Written instruction:
Copy out all of the material below, swapping every "evaluation set" for "test set" and keeping everything else unchanged. Leave the pictures out of your answer.

-- BEGIN --

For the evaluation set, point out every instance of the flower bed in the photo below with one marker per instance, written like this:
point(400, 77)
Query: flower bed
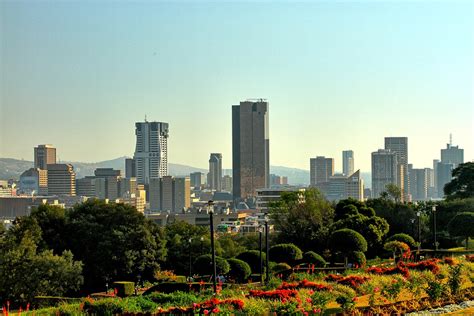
point(274, 295)
point(401, 269)
point(304, 284)
point(353, 281)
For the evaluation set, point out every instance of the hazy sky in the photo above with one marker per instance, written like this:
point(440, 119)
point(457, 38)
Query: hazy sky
point(338, 75)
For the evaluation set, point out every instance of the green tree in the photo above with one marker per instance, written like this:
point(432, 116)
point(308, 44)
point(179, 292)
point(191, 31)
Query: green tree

-- END --

Solution to the exercise:
For the test set, point out every instance of the flower bed in the photo below with one marker per instance, written like this:
point(400, 77)
Query: flower bed
point(274, 295)
point(401, 269)
point(304, 284)
point(353, 281)
For the test set, point out every instance of the hazy sky in the photo above with one marker per instance, written like this:
point(440, 119)
point(457, 38)
Query: hazy sky
point(338, 75)
For the test set, point out every instance of the green tree in the photo above with one marker per instance, written like this:
point(432, 116)
point(308, 44)
point(179, 292)
point(191, 31)
Query: green tree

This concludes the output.